**PASSAGE:**
Yet other preferred cutting blade embodiments as according to this
invention have the blade forms or blade shapes laser cut, water-jet
cut, or otherwise cut from a sheet (or equivalent) of blade stock
material so as to not be stamped nor fabricated in a strip grinding
process.
Yet other preferred cutting blade embodiments as according to this
invention have at least one cutting edge formed thereon during a
strip grinding process and at least one other cutting edge formed
thereon by a non-strip grinding process, such as by a multi-axis
CNC grinder.
The cutting blades as according to the desired results and scope of
this invention have sharper cutting edges than prior art cutting
blades.
The cutting blades as according to the desired results and scope of
this invention have sharper cutting edges and are more rigid and
structurally strong than prior art cutting blades with similar
sharpnesses of cutting edges, or angles between opposing
bevels.
The cutting blades as according to the desired results and scope of
this invention enable thicker cutting blades to be produced more
economically.
The cutting blades as according to the desired results and scope of
this invention enable thicker cutting blades having acuter cutting
edges to be produced more economically.

**MATERIAL PROVIDED:**
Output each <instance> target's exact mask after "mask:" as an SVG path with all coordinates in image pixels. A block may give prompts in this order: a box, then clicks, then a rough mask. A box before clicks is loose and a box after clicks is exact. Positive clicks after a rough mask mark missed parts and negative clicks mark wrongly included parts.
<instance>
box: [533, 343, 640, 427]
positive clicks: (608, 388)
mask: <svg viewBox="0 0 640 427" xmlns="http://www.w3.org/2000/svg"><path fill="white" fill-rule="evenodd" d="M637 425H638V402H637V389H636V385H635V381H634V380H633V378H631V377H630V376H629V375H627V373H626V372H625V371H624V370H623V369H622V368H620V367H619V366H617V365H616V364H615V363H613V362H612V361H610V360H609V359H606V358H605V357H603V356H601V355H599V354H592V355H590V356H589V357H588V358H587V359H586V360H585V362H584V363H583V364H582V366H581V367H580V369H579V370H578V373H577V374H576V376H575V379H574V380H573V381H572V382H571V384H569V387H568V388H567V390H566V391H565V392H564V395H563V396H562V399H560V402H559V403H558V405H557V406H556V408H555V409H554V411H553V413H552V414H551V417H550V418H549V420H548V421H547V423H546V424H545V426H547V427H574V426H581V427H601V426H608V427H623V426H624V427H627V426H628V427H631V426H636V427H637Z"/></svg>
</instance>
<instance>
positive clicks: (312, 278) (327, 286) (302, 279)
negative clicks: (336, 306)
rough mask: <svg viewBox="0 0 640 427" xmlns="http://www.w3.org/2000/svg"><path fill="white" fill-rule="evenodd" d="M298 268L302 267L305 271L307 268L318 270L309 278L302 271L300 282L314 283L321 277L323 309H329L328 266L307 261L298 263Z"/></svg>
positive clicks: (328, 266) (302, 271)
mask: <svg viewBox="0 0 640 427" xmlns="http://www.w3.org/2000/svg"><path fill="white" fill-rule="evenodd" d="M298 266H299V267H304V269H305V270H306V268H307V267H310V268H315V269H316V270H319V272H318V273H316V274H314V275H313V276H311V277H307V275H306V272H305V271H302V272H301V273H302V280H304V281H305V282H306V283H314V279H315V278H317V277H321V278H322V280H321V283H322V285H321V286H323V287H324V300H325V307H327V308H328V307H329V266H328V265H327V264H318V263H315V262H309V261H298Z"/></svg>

**DIRECTIONS:**
#1 Answer from the cutting blade passage:
(a) Besides laser cutting, which other specific cutting method does it name for forming blade shapes from a sheet of blade stock material?
(b) What example does it give of a non-strip grinding process?
(c) According to its final sentence, what kind of blades can be produced more economically?
#2 Carry the cutting blade passage forward from its last sentence, writing the next few paragraphs in the same style.

**EXPECTED RESPONSES:**
#1
(a) Water-jet cutting.
(b) A multi-axis CNC grinder.
(c) Thicker cutting blades having acuter cutting edges.

#2
The arrowhead cutting blades as according to the desired results
and scope of this invention are more lethal than prior art
conventional arrowhead cutting blades in that they provide a
sharper cutting edge, so as to better cut the game animals and
therefore maximize penetration and lethality.
As has been shown in the above discussion, the cutting blades of
the arrowheads and the cutting blades of the other cutting devices
as according to this invention overcome deficiencies inherent in
prior art cutting blades.
With the above objects and advantages in view, other objects and
advantages of the invention will more readily appear as the nature
of the invention is better understood, the invention is comprised
in the novel construction, combination and assembly of parts
hereinafter more fully described, illustrated, and claimed.
BRIEF DESCRIPTION OF THE DRAWINGS
FIG. 1 is a side view of a fixed-blade arrowhead blade;
FIG. 2 is a side view of a fixed-blade arrowhead, having
replaceable cutting blades;
FIG. 3 is a partially sectioned side view of a blade-opening
arrowhead with the expandable blades in the closed position;
FIG. 4 is a side view of a blade-opening arrowhead with the blades
in the closed position;
FIG. 5 is a side view of the blade-opening arrowhead of FIG. 4 with
the blades in the open position;
FIG. 6 is a side view of a blade-opening arrowhead blade of the
arrowhead of FIGS. 4 & 5;
FIG. 7 is a side view of a blade-opening arrowhead blade of the
arrowhead of FIG. 3;
FIG. 8 is an enlarged cross-sectional view of the blade stock
material the blade of FIG. 7 was made from;
FIG. 9 is an enlarged cross-sectional view of the blade of FIG. 7
as taken along 9--9 of FIG. 7;
FIG. 10 is an outline of the exterior bevel surfaces of the blade
of FIG. 7 as seen in the cross-sectional view thereof in FIG.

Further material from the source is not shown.